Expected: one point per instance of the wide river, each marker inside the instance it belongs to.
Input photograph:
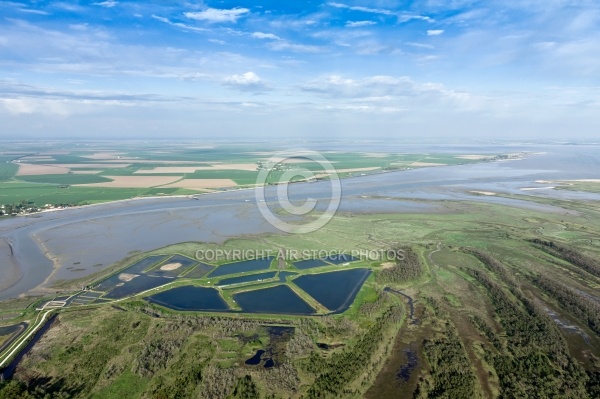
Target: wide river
(39, 249)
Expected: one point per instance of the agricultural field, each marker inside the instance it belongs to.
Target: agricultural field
(74, 174)
(484, 301)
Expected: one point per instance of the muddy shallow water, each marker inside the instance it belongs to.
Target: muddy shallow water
(74, 243)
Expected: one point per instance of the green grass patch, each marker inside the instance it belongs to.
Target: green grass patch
(7, 170)
(69, 178)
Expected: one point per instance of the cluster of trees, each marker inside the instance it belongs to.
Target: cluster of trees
(534, 360)
(568, 254)
(493, 265)
(571, 301)
(371, 308)
(450, 374)
(335, 374)
(406, 269)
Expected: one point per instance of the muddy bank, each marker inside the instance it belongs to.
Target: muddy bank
(10, 271)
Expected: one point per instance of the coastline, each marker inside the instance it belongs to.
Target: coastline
(10, 272)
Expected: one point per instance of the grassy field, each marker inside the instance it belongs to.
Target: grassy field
(7, 170)
(219, 164)
(485, 321)
(14, 192)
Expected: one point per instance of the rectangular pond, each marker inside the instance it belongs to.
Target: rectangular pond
(280, 299)
(243, 266)
(246, 279)
(309, 264)
(173, 267)
(199, 271)
(136, 285)
(340, 258)
(334, 290)
(190, 298)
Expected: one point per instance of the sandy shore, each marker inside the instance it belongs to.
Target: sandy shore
(10, 272)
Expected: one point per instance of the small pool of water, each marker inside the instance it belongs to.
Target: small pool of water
(334, 290)
(280, 299)
(190, 297)
(243, 266)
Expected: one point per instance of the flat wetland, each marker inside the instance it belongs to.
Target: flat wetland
(452, 316)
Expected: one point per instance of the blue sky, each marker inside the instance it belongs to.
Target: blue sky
(300, 69)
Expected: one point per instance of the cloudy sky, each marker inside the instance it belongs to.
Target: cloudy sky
(300, 69)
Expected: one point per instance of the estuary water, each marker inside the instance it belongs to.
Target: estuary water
(40, 249)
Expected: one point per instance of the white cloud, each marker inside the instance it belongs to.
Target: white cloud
(217, 15)
(106, 4)
(282, 45)
(178, 24)
(402, 16)
(358, 24)
(30, 11)
(260, 35)
(248, 82)
(435, 32)
(421, 45)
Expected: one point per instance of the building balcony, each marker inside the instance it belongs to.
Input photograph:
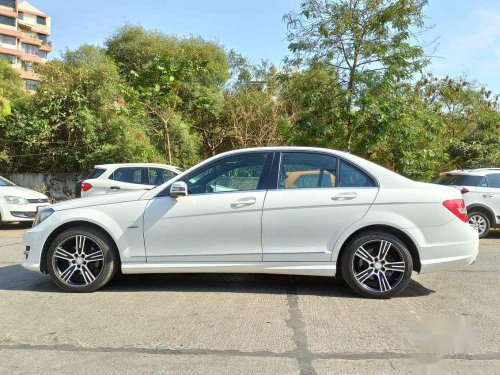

- [Assignment] Once the pictures are set aside, please output all the data word for word.

- [Response]
Expected: one point per instance of the wide river, each marker inside the instance it belongs to.
Input photograph:
Target: wide river
(39, 249)
Expected: one point per instance of the agricultural field, each marker inside the instance it belongs to.
Target: agricultural field
(74, 174)
(484, 301)
Expected: one point per instance of the muddy shallow water, each marker inside the instance it belongs to.
Target: muddy shallow water
(74, 243)
Expected: one point per instance of the green grass patch, each marker inside the instance it belongs to.
Target: green grass patch
(7, 170)
(69, 178)
Expected: one point per instance of the cluster of trees, each marker inside the instance it belongs to.
Target: cluster of trees
(534, 360)
(568, 254)
(493, 265)
(571, 301)
(371, 308)
(450, 374)
(335, 374)
(406, 269)
Expected: one point per instance of the muddy bank, each marker inside the instance it belongs to.
Target: muddy bank
(10, 271)
Expected: one point per instance of the coastline, each marker inside the instance it belongs to.
Target: coastline
(10, 272)
Expected: one point per instance of the grassy field, each marker inside the instance it belongs to.
Target: grassy field
(7, 170)
(219, 164)
(485, 321)
(14, 192)
Expected: one point per instance of the rectangular pond, each marker inside the instance it belongs to.
Target: rectangular pond
(280, 299)
(243, 266)
(246, 279)
(309, 264)
(173, 267)
(199, 271)
(136, 285)
(340, 258)
(334, 290)
(190, 298)
Expected: one point per instance of the sandy shore, each marker inside the instance it belongs to.
Target: sandy shore
(10, 272)
Expected: one point per instance of the small pool of water, each marker inside the instance it belongs to.
Target: small pool of water
(334, 290)
(280, 299)
(190, 297)
(243, 266)
Expected: one point per instance of the flat wetland, each marker inside the instance it belongs to.
Target: flat wetland
(452, 316)
Expected: one point per instance of the blue sky, each marker inside the instance it belongs to.
Target: blue sky
(300, 69)
Expected: one point per instance of the cloudy sky, each marker inside the instance it belongs to.
Target: cloudy sky
(300, 69)
Expected: one point per instance of the estuary water, each marker inside the instance it belongs to.
Target: estuary water
(40, 249)
Expected: one point per instance of the white cloud, each marker inside the instance it belongs to.
Target: white cloud
(217, 15)
(106, 4)
(282, 45)
(178, 24)
(402, 16)
(358, 24)
(30, 11)
(260, 35)
(248, 82)
(435, 32)
(421, 45)
Expected: one point per instance of the building balcony, each marker inside the instance it belongs to.
Input photograph:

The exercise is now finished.